**AIM OF THE EXERCISE**. Among the entries below, find all lines that include "building" and copy them.

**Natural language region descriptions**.
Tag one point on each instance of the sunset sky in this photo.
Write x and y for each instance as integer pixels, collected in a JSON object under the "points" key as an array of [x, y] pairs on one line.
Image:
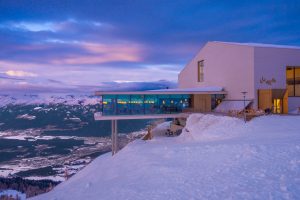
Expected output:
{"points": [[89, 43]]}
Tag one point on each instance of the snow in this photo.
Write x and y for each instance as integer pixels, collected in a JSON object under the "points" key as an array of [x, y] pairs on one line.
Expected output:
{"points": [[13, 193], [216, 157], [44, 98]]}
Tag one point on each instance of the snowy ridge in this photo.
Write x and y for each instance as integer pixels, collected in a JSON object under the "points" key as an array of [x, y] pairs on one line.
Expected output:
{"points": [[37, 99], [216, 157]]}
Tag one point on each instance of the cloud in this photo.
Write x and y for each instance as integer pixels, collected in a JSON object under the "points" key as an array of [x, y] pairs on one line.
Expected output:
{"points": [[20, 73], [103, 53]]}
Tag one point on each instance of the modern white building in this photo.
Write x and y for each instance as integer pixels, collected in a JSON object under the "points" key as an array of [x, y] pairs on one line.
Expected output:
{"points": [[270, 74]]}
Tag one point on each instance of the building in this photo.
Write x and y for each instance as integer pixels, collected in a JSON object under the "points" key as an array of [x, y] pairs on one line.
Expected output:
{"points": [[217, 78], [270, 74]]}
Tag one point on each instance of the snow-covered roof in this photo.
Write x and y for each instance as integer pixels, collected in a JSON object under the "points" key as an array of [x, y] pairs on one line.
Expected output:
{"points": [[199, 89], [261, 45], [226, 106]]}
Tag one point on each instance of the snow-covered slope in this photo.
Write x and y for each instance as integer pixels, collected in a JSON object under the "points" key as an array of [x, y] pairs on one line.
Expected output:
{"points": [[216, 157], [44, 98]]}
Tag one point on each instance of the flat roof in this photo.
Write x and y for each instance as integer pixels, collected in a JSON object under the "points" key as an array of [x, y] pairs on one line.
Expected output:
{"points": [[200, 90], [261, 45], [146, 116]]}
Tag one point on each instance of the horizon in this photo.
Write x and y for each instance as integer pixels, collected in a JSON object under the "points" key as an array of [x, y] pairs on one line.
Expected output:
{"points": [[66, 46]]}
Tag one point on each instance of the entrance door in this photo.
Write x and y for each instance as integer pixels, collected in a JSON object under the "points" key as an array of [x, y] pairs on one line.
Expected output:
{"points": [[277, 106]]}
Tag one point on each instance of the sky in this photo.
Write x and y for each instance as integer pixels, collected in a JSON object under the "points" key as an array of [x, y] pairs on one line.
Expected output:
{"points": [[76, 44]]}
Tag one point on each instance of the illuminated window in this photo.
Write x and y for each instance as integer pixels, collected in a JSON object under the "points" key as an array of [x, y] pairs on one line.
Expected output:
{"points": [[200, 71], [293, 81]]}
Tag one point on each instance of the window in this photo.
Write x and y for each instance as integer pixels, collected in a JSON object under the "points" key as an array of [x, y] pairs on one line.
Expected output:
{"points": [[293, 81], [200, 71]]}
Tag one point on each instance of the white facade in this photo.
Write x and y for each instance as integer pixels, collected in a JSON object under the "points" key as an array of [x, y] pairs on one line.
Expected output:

==

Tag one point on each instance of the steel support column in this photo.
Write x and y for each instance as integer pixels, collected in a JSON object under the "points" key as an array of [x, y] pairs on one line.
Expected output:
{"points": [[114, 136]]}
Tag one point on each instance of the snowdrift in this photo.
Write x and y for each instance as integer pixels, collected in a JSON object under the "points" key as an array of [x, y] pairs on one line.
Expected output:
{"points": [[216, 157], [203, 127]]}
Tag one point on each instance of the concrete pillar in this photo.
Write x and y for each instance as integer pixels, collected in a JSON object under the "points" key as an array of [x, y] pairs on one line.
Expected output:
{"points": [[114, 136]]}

--

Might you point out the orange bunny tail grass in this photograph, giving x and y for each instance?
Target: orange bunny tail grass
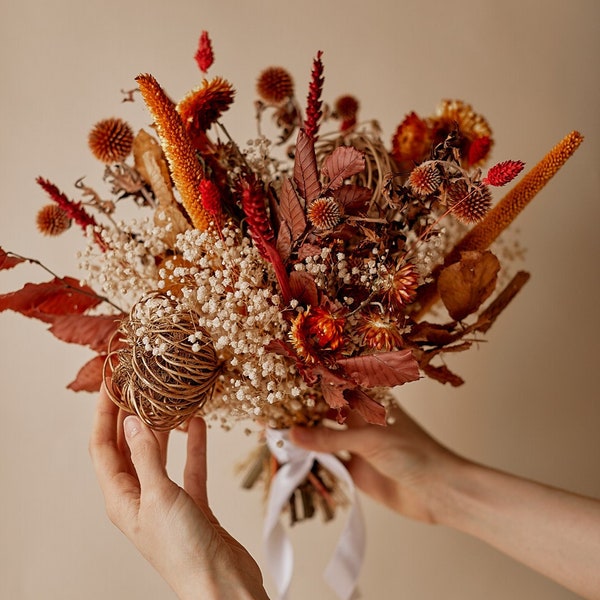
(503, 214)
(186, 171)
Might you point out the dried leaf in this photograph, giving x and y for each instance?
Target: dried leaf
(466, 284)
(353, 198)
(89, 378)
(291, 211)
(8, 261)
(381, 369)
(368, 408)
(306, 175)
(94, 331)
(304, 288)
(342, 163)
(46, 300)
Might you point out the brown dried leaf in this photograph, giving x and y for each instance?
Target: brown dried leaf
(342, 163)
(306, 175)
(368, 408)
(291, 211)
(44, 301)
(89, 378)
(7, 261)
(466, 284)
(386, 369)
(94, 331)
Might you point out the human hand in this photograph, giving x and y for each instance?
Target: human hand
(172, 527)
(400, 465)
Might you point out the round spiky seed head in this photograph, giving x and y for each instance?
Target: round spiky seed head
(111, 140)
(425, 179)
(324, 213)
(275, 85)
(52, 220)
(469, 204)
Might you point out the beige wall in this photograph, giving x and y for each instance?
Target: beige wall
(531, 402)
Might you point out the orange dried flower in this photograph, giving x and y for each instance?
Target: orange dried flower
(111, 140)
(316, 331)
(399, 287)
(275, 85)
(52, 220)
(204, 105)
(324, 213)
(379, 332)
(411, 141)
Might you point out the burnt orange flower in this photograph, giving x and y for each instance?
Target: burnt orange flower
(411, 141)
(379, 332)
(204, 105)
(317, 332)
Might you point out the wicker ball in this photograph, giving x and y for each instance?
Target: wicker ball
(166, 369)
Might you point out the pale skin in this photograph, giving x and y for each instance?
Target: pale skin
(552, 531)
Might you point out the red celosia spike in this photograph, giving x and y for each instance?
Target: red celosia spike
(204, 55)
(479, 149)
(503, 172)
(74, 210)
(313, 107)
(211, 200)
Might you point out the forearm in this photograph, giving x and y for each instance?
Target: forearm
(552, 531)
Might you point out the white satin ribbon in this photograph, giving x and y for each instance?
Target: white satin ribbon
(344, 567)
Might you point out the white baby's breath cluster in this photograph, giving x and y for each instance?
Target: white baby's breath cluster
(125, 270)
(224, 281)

**YOUR SOLUTION**.
Tag one point on each instance of the modern white building in this photo.
Tag one point on each instance of the building in this photo.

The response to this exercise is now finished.